Assigned task = Say whether each statement agrees with the interview excerpt below, answering yes or no and quoting the excerpt's deciding words: 1. Ben Webster came to see the band in Copenhagen in November 1971. 2. The person answering the questions sang on the 1969 recording of Ordinary People. 3. The person answering the questions started playing again in 1996.

Document section =
"""

We knew many other bands and I remember Alex Welsh’s drummer, Lenny Hastings, saying to our drummer, when he looked at our 1920s kit at a broadcast from the Hammersmith Palais in ’69 - “I don’t know how you know what not to hit”. That broke us up! The other strong memory is from when Ben Webster came to see us in Copenhagen in November 1971. He loved the fact that we were playing arrangements he had played in Henderson’s band in the early '30s. We had a great chat: “Well what do ya know! I'se comes here and whaddo I find. Eight white dudes playing ma stuff” He loved it.. I guess he would be the one I would like to re-materialise.
What would you ask him?
General musical chat with Ben Webster would be great with him again. There are others, but I am sure that would be enough!
Ben Webster
There is a nice video online of your 1969 recording of Ordinary People. It’s a good song – is that you singing? I had left London by then, but I remember the flares and the bright coloured clothes that we wore.
No, that wasn’t me singing on Ordinary People, it’s the guy who wrote the song, I think that was Geoff Stephens. We recorded it as a one-off - like Winchester Cathedral was a hit when the New Vaudeville Band was formed to tour.
The video of Ordinary People.
When you left to join Yamaha and then your own company, you were still connected to music, did your jazz interests change? Did you still get to gigs?
I stopped playing completely in 1972 when I entered the Music Industry, I couldn’t trust myself to concentrate on business otherwise! Yes, I enjoyed widening my musical knowledge, for example there were some very good organ players - jazz and other styles - about.
What made you want to start up playing again with the Spencer’s Nighthawks Orchestra? Presumably, the Coronavirus put a stop to gigs as it has for many. Do you have plans for the future?
I started again in 1996 after retiring early the year before but currently no chance of any music up here yet, until Covid lifts.
Spencer's Nighthawks having fun with Never Swat A Fly at the Bude Jazz Festival in 2001
That clip of Never Swat A Fly looks as though you were having a good time with the band.

"""

Data shown =
"""

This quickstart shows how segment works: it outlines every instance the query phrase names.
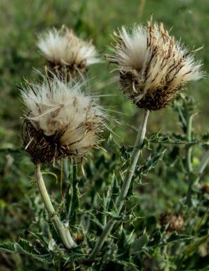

"""

Exercise response =
1. Yes: "Ben Webster came to see us in Copenhagen in November 1971"
2. No: "No, that wasn’t me singing on Ordinary People"
3. Yes: "I started again in 1996 after retiring early the year before"